TASK OBJECTIVE
All of the data needs to be repeated exactly.

MATERIAL PROVIDED
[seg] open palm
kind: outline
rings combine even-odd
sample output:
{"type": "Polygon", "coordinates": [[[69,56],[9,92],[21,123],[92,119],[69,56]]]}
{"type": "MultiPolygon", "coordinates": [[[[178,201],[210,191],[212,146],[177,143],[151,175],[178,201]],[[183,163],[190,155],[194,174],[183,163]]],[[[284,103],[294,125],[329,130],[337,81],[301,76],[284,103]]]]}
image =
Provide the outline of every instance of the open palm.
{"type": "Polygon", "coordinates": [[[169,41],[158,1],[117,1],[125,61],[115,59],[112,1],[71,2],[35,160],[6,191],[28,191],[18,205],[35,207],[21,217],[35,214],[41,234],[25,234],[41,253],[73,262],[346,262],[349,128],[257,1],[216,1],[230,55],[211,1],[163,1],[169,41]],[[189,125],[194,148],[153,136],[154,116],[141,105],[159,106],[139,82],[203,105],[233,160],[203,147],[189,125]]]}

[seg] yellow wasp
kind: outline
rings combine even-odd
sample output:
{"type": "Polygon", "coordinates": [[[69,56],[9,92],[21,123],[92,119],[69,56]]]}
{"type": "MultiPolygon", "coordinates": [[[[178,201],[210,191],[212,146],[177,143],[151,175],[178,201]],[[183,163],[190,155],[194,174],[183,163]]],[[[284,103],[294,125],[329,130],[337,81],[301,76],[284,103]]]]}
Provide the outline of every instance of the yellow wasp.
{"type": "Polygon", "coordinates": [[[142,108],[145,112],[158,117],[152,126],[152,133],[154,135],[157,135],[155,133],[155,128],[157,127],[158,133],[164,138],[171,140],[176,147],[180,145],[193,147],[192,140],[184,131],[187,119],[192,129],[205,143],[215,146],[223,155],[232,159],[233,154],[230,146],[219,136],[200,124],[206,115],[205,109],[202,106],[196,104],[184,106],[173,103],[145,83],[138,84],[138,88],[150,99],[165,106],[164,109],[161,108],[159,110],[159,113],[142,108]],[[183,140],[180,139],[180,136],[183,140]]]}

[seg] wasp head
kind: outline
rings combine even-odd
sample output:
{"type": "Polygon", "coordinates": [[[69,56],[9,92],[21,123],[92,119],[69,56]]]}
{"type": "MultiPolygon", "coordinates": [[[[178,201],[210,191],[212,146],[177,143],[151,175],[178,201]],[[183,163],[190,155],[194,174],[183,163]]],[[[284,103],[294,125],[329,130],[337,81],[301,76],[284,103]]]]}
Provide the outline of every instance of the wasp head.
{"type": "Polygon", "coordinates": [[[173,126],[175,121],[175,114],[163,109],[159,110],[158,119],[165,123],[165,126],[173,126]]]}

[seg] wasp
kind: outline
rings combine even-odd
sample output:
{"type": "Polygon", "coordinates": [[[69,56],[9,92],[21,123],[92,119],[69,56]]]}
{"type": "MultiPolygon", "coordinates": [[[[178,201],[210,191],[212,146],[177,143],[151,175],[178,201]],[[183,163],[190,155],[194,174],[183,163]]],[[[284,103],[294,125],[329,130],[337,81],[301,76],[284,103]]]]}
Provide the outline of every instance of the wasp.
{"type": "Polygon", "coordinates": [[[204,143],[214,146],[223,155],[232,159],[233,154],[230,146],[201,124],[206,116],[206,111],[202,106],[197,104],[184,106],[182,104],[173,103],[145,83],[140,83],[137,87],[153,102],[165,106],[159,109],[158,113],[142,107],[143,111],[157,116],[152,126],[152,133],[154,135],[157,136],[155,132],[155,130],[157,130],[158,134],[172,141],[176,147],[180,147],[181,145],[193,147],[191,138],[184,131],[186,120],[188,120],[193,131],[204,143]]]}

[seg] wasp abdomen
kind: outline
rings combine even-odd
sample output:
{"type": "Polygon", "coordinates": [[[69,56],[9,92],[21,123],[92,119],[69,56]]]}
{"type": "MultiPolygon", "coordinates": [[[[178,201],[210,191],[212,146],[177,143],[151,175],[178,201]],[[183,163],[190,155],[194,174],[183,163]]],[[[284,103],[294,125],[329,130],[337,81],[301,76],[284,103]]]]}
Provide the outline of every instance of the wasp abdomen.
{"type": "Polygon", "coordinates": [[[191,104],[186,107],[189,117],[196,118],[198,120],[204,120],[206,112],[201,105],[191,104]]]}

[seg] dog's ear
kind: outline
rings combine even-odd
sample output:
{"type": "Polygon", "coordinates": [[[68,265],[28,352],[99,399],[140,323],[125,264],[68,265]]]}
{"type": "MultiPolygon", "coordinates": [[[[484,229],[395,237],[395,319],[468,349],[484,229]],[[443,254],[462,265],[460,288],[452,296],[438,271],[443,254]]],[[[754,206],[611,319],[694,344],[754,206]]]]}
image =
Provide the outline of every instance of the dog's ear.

RESULT OF THE EXERCISE
[seg] open palm
kind: outline
rings combine even-odd
sample output:
{"type": "Polygon", "coordinates": [[[69,56],[9,92],[21,123],[92,119],[69,56]]]}
{"type": "MultiPolygon", "coordinates": [[[[178,201],[210,191],[212,146],[177,143],[151,175],[178,201]],[[183,163],[190,155],[194,174],[183,163]]],[[[284,103],[294,125],[329,130],[337,81],[301,76],[284,103]]]]}
image =
Provide the outline of every instance of the open palm.
{"type": "Polygon", "coordinates": [[[169,41],[158,1],[117,1],[125,61],[115,59],[112,1],[71,2],[35,160],[6,191],[28,191],[18,205],[35,207],[21,217],[35,214],[41,234],[25,234],[41,253],[73,262],[346,262],[349,128],[257,1],[216,1],[230,55],[211,1],[163,1],[169,41]],[[189,125],[194,148],[153,136],[154,116],[141,105],[159,106],[139,82],[203,105],[233,160],[203,147],[189,125]]]}

[seg] yellow wasp
kind: outline
rings combine even-odd
sample output:
{"type": "Polygon", "coordinates": [[[69,56],[9,92],[21,123],[92,119],[69,56]]]}
{"type": "MultiPolygon", "coordinates": [[[[178,201],[210,191],[212,146],[177,143],[151,175],[178,201]],[[183,163],[190,155],[194,174],[183,163]]],[[[284,103],[294,125],[329,130],[337,81],[301,76],[284,103]]]]}
Provide the outline of every instance of the yellow wasp.
{"type": "Polygon", "coordinates": [[[142,108],[145,112],[158,117],[152,126],[152,133],[154,135],[157,135],[155,133],[155,128],[157,127],[158,133],[164,138],[171,140],[176,147],[180,145],[193,147],[192,140],[184,131],[187,119],[192,129],[205,143],[215,146],[223,155],[232,159],[233,154],[230,146],[219,136],[200,124],[206,115],[205,109],[202,106],[196,104],[184,106],[173,103],[145,83],[138,84],[138,88],[150,99],[165,106],[164,109],[161,108],[159,110],[159,113],[142,108]],[[183,140],[180,139],[180,136],[183,140]]]}

[seg] wasp head
kind: outline
rings combine even-odd
sample output:
{"type": "Polygon", "coordinates": [[[69,56],[9,92],[21,123],[92,119],[69,56]]]}
{"type": "MultiPolygon", "coordinates": [[[[178,201],[210,191],[212,146],[177,143],[151,175],[178,201]],[[183,163],[190,155],[194,174],[183,163]]],[[[284,103],[294,125],[329,130],[337,81],[301,76],[284,103]]]]}
Provide the outline of every instance of the wasp head.
{"type": "Polygon", "coordinates": [[[173,126],[175,121],[175,114],[163,109],[159,110],[158,119],[165,123],[165,126],[173,126]]]}

[seg] wasp
kind: outline
rings combine even-odd
sample output:
{"type": "Polygon", "coordinates": [[[69,56],[9,92],[21,123],[92,119],[69,56]]]}
{"type": "MultiPolygon", "coordinates": [[[[178,201],[210,191],[212,146],[177,143],[151,175],[178,201]],[[183,163],[190,155],[194,174],[183,163]]],[[[284,103],[294,125],[329,130],[337,81],[301,76],[284,103]]]]}
Provide the outline of every instance of the wasp.
{"type": "Polygon", "coordinates": [[[204,143],[214,146],[223,155],[232,159],[233,154],[230,146],[201,124],[206,116],[206,111],[202,106],[197,104],[184,106],[182,104],[173,103],[145,83],[140,83],[137,87],[153,102],[165,106],[159,109],[158,113],[142,107],[143,111],[157,116],[152,126],[152,133],[154,135],[157,136],[155,132],[155,130],[157,130],[158,134],[172,141],[176,147],[180,147],[181,145],[193,147],[191,138],[184,131],[186,120],[188,120],[193,131],[204,143]]]}

[seg] wasp abdomen
kind: outline
rings combine even-odd
sample output:
{"type": "Polygon", "coordinates": [[[69,56],[9,92],[21,123],[92,119],[69,56]]]}
{"type": "MultiPolygon", "coordinates": [[[[178,201],[210,191],[212,146],[177,143],[151,175],[178,201]],[[183,163],[190,155],[194,174],[183,163]]],[[[284,103],[294,125],[329,130],[337,81],[301,76],[284,103]]]]}
Provide the outline of every instance of the wasp abdomen.
{"type": "Polygon", "coordinates": [[[191,104],[186,107],[189,117],[196,118],[198,120],[204,120],[206,112],[201,105],[191,104]]]}

[seg] dog's ear
kind: outline
rings combine even-odd
sample output:
{"type": "Polygon", "coordinates": [[[68,265],[28,352],[99,399],[140,323],[125,264],[68,265]]]}
{"type": "MultiPolygon", "coordinates": [[[[484,229],[395,237],[395,319],[468,349],[484,229]],[[443,254],[462,265],[460,288],[452,296],[438,271],[443,254]]],[[[754,206],[611,319],[694,344],[754,206]]]]}
image =
Provide the outline of every instance of the dog's ear.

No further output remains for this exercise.